- **Source**:
## begin
Posted on Thursday, November 4, 2010
House Republicans have made punching bags of Fannie Mae and Freddie Mac, criticizing the federal bailout of the mortgage giants and promising to end the government’s longstanding use of the companies to reduce the cost of mortgage loans.
But the Republican takeover of the House could make that goal more difficult to achieve.
Until now, Democrats have been solely responsible for the fates of Fannie and Freddie and, in the current political climate, even longtime allies like Representative Barney Frank of Massachusetts have agreed that the companies must go.
But the Obama administration wants to replace Fannie and Freddie with some new form of federal subsidy. And that means Republicans and Democrats now face a choice: compromise, or stand firm and try to blame the other party.
There are powerful reasons to expect that speechmaking will eventually yield to deal-making. Most experts agree that Fannie and Freddie should not survive. The failure to act could anger voters. And something must be done by the end of 2012, when current law requires the government to end its support for the companies.
But House Republicans campaigned on the repeated promise to liquidate the companies, and to allow nothing similar to take their place.
Some Democrats, meanwhile, say privately that they do not mind the status quo. The companies are serving their purpose, making sure that families get mortgage loans. Meanwhile, government ownership means the companies are no longer free to chase after profits, which is how they got into trouble.
## end
- **Data shown**:
## begin
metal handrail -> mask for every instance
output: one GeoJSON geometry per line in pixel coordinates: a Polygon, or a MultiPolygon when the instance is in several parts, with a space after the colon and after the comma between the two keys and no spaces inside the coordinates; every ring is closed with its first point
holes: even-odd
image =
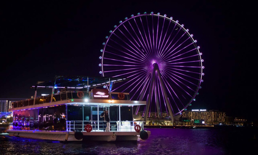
## end
- **Work required**:
In one to three sentences, explain why some Democrats are content with the status quo, according to the article on Fannie Mae and Freddie Mac. The material placed after the article is separate from it.

- **Reply**:
They say the companies are serving their purpose by making sure families get mortgage loans. Government ownership also means the companies can no longer chase after profits, which is how they got into trouble.